AIM OF THE EXERCISE: Reproduce the stretch of the Christmas in Lisbon article from "But there are" through "hundred European cities.", substituting "compassion" for "solidarity".

DOCUMENT PASSAGE:
+ + + + +
EN VOYAGE – Christmas in Lisbon – Part 1
03 Feb 2004
Here we are, post-holidays, totting up the excess calories consumed, complaining to our colleagues about endless meals with relations and reading about diets that really get rid of those extra pounds. A futile, inescapable ritual repeated with monotonous regularity year after year. The annoying thing is that, when faced with our favorite dish or a pudding that promises to assuage (however ineffectually!) our momentary discomfort, someone always jumps up to remind us with false propriety that it would be a serious mistake to break the dull but healthy rules of staying in shape.
For those of us who belong to a world sick with opulence, learning to think of food in a different way, as a pleasure to be enjoyed responsibly and wisely, while listening to our bodies’ needs, may present a considerable challenge, a milestone to reach. It may mean accepting the regular occurrence of Christmas holidays, abandoning ourselves with our loved ones in the pleasure of a ritual in which food plays a profoundly symbolic role.
But there are those who would like to restore to Christmas its true sense of sharing, caring for the suffering, love, solidarity and friendship. The Community of Sant’Egidio is a lay catholic charity organization (in the sense that no priests attend, even during prayer) that works to meet the needs of the weaker members of society. The volunteers are not required to be Christians: what’s important is that they share a desire to help the ‘last’—people who will be ‘first in the Kingdom of Heaven’ but here on earth but have a hard life as social outcasts, with small gestures that help to build peace. Like the Christmas lunch for the homeless and the poor, held this year in a hundred European cities.
The Lisbon Community is not very numerous, but is growing, and this year the person in charge, Isabel Bento, manage to hold a real feast day for the homeless mendicos and the children of Azinhaga dos Besouros, a poor area in the northwest outskirts of Lisbon.
Isabel gathers together her group of volunteers on December 23 to explain how the day will be organized, in meticulous detail: tasks include laying and serving at tables, cooking, keeping the conversation going, wrapping and handing round gifts, “because it’s important for everything to seem like a real Christmas party. This is our way of giving meaning to the Gospel”.
The lunch is held at the church of Sao Paulo, at Cais do Sodré, behind the Avenida XXIV de Julho—a straight road along the seafront furrowed with the shiny rails of the tram that goes west to XXV Avril bridge and the Torre di Belém. The large metal Mercado da Ribiera building that houses a lively, colorful, chaotic display of vegetables and fish on weekdays is now closed. You feel that atmosphere of desolation and abandonment in the streets typical of holiday mornings, when only the desperate or the few with specific work to do are up and about early.
+ + + + +
SUPPLIED MATERIAL:
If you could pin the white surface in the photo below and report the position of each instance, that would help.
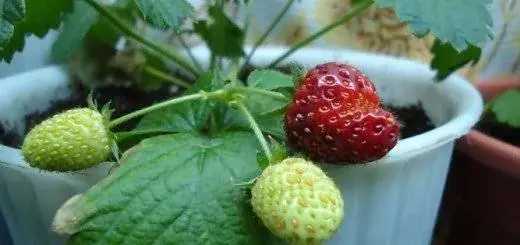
+ + + + +
FINISHED TASK:
But there are those who would like to restore to Christmas its true sense of sharing, caring for the suffering, love, compassion and friendship. The Community of Sant’Egidio is a lay catholic charity organization (in the sense that no priests attend, even during prayer) that works to meet the needs of the weaker members of society. The volunteers are not required to be Christians: what’s important is that they share a desire to help the ‘last’—people who will be ‘first in the Kingdom of Heaven’ but here on earth but have a hard life as social outcasts, with small gestures that help to build peace. Like the Christmas lunch for the homeless and the poor, held this year in a hundred European cities.